• [TRECHO DE ORIGEM]

Era a estreia do novo camisa 10 do time
rubro-negro. E logo em um jogo decisivo: quartas de final
do principal torneio continental. Vitor Saba teve boa
participação, mas ficou marcado por um lance
polêmico no fim do jogo, quando provocou a expulsão
de um rival e virou alvo da fúria de um treinador
campeão mundial.
A história poderia ter sido no Flamengo,
na Libertadores, com algum técnico sul-americano
de renome. Mas aconteceu com Vitor do outro lado do mundo:
era sua estreia pelo Sydney Wanderers, da Austrália,
pela Liga dos Campeões da Ásia, e seu novo
desafeto era o italiano Marcelo Lippi, do chinês
Guanghzou Evergrande. Um exemplo do diferente rumo que
tomou a carreira do meio-campista carioca.
- No fim do jogo, recebi uma falta, e o
chinês botou o pé na minha cara e foi expulso.
O Lippi entrou em campo, foi expulso, reclamou, depois,
no vestiário, quis brigar comigo. Bateu no meu
peito. Me xingou, falou que eu tinha simulado. Não
fiz nada. Fiquei quieto, rindo, deixei ele falar as besteiras
dele. Acho que isso até o irritou mais –
contou o jogador, ao receber a reportagem do GloboEsporte.com
no hotel em que o Wanderers está hospedado, em
Rabat.

• [OBJETIVO] Explique, por favor, por que o texto sobre Vitor Saba apresenta o episódio com Lippi como um exemplo do diferente rumo que a carreira do meio-campista tomou. Responda em uma a três frases.

• [INFORMAÇÕES FORNECIDAS]

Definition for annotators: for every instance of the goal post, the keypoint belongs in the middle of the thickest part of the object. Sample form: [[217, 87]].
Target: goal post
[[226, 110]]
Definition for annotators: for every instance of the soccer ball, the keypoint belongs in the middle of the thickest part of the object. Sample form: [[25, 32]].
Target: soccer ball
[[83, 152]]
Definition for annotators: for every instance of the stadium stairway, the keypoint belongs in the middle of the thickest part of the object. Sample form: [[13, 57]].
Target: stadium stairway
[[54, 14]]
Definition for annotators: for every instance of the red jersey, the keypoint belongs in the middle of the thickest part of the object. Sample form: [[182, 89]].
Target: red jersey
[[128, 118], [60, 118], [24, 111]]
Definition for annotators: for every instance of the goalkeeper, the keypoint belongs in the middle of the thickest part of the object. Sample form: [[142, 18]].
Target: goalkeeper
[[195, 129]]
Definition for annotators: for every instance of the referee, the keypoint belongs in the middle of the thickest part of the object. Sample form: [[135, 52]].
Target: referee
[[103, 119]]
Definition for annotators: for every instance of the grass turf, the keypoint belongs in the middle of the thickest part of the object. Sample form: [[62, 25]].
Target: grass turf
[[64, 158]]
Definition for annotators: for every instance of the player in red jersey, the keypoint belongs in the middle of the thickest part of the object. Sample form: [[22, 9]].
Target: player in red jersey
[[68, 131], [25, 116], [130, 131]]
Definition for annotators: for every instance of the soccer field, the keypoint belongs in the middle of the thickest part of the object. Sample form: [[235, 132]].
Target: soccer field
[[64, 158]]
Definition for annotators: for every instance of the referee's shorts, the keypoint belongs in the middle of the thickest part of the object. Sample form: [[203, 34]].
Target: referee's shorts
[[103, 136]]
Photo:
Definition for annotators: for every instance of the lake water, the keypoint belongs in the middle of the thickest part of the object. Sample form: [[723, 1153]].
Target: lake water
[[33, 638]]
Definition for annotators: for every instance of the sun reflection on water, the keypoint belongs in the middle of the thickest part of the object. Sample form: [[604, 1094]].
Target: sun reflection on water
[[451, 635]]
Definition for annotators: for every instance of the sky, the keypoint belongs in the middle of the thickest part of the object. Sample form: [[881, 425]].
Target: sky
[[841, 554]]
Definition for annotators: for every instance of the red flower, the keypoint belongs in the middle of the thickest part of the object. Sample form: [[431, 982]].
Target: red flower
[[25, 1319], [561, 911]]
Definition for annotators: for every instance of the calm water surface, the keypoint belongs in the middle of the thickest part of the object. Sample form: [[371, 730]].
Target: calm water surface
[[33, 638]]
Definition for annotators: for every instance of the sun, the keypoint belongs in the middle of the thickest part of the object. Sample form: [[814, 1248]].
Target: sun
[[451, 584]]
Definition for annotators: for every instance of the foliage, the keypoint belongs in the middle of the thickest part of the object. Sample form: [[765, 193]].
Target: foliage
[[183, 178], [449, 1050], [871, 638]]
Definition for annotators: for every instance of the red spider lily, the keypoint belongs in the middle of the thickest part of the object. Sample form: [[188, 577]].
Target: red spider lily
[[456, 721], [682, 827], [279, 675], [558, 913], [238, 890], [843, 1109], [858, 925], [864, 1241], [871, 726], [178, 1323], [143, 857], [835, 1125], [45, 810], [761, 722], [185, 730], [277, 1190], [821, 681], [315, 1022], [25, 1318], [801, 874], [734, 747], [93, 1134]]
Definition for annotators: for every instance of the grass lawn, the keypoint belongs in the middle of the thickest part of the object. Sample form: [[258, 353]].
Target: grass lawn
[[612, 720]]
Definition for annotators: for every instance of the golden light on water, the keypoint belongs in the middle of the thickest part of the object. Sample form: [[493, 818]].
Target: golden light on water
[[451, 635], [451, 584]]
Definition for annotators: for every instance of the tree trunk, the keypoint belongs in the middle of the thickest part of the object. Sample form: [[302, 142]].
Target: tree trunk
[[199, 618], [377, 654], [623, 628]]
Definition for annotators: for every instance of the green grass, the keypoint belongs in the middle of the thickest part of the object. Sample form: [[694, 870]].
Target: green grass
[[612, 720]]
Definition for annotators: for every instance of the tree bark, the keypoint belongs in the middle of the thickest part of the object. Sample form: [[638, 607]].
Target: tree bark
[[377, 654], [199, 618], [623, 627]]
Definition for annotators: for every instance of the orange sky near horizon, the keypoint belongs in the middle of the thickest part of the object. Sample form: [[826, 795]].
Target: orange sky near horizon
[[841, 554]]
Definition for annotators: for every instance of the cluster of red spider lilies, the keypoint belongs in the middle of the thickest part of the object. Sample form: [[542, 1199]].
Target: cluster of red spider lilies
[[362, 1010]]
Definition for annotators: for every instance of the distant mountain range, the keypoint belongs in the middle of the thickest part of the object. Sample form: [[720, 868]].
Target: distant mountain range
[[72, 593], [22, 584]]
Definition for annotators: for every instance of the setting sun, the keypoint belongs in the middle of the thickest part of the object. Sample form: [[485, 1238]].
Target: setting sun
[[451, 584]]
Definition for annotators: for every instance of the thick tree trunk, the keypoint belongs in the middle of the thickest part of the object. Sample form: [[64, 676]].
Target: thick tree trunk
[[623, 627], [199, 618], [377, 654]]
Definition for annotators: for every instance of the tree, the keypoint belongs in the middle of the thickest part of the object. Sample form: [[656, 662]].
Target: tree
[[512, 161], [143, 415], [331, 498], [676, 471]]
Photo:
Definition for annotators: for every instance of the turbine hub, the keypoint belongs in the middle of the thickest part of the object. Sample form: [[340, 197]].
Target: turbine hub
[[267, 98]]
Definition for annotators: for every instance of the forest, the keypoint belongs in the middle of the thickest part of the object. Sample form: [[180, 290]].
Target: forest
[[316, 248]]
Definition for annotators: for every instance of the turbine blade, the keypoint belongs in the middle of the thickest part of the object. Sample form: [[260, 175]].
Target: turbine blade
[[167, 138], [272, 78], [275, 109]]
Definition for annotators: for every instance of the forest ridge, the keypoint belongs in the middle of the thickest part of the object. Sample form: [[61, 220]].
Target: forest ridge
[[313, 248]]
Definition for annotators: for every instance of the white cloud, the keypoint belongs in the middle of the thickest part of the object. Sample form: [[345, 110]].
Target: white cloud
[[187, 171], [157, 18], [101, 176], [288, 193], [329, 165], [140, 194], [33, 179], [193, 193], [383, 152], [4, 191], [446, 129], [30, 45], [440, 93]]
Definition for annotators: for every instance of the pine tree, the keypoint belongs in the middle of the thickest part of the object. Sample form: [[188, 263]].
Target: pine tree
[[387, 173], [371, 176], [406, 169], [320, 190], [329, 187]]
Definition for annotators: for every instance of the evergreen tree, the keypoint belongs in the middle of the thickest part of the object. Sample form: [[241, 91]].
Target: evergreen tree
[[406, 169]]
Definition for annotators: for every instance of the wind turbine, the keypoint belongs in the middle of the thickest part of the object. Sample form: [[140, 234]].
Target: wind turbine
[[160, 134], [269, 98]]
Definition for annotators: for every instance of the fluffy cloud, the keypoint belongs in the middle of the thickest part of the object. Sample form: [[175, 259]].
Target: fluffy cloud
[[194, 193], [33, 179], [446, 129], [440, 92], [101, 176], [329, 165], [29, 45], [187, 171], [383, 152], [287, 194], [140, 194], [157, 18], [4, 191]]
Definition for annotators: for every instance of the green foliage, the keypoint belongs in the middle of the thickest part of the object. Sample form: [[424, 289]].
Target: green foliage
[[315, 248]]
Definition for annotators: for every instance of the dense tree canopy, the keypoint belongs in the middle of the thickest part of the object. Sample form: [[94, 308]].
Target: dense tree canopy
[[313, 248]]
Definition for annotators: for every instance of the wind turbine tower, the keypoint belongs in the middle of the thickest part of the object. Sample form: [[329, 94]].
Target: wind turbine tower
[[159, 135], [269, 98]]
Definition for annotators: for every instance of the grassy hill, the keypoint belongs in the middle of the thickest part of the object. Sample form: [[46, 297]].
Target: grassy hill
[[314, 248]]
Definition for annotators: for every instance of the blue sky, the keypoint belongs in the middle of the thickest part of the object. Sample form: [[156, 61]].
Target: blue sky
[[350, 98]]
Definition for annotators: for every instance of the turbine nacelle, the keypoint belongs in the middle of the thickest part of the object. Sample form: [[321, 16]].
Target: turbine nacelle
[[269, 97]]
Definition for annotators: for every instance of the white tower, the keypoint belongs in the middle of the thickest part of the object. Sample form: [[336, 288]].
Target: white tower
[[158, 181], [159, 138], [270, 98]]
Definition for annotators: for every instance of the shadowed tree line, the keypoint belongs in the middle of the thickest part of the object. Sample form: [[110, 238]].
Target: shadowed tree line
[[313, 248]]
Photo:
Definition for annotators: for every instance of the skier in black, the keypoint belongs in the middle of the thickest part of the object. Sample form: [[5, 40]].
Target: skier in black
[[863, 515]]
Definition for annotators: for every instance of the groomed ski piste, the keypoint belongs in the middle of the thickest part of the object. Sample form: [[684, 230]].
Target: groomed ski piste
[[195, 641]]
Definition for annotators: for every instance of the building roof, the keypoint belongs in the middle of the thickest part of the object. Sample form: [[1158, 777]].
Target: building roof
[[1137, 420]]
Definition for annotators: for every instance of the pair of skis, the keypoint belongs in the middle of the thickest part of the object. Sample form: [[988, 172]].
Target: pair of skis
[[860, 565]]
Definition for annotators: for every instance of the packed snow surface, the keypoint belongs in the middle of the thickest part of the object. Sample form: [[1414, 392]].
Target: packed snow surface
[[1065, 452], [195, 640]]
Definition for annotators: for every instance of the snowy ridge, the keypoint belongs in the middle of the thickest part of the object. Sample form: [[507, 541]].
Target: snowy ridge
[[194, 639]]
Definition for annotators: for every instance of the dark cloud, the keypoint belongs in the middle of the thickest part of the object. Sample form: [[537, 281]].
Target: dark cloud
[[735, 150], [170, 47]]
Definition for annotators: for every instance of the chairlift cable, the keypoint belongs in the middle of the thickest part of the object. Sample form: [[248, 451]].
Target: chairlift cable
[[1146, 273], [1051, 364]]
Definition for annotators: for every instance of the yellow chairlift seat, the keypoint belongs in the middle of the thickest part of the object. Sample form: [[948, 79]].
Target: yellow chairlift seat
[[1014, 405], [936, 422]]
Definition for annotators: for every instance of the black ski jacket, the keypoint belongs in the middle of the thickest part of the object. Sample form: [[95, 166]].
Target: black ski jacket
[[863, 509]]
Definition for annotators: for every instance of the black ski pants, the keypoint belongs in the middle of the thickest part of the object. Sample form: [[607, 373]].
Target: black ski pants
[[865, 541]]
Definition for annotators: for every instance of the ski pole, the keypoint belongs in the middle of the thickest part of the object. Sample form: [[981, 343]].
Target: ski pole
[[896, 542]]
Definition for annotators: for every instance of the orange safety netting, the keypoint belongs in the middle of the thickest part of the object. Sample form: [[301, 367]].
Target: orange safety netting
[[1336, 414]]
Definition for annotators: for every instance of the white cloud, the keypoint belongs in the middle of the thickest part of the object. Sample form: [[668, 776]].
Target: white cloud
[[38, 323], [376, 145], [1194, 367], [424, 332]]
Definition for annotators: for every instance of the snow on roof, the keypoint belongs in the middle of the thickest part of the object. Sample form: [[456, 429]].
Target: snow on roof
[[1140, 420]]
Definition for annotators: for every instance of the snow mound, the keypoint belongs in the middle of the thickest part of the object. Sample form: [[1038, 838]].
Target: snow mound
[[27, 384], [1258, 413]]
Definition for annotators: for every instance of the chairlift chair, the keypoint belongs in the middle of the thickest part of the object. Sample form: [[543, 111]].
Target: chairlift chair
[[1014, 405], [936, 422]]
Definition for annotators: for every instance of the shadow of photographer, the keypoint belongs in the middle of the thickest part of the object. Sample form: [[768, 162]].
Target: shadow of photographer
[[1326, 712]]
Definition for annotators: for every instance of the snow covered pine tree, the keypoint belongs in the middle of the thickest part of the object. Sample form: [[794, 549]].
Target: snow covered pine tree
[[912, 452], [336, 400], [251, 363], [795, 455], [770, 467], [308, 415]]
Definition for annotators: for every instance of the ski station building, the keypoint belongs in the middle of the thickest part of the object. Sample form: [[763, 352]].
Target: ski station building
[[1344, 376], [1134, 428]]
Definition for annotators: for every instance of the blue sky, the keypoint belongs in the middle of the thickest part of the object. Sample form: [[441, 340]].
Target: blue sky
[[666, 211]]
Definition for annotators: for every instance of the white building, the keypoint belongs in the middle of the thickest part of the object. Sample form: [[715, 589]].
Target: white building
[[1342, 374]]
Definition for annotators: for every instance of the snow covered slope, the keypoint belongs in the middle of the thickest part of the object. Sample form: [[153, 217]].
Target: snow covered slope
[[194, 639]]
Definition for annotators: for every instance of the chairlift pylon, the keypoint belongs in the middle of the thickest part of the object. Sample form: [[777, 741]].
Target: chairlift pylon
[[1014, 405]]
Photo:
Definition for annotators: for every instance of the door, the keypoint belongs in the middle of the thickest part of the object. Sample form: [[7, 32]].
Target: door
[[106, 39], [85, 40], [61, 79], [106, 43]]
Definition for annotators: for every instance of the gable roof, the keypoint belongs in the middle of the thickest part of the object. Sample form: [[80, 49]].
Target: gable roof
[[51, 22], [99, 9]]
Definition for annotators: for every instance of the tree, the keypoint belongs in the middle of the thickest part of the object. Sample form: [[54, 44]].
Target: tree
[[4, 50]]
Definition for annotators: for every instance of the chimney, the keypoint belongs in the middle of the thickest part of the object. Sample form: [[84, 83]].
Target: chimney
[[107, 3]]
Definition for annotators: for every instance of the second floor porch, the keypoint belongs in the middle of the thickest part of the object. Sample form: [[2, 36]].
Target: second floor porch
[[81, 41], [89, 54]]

• [RESULTADO DO EXERCÍCIO] Uma história assim poderia ter acontecido no Flamengo, na Libertadores, com algum técnico sul-americano de renome. Mas se passou do outro lado do mundo, na estreia de Vitor pelo Sydney Wanderers, da Austrália, pela Liga dos Campeões da Ásia, e o novo desafeto foi o italiano Marcelo Lippi, do clube chinês Guanghzou Evergrande.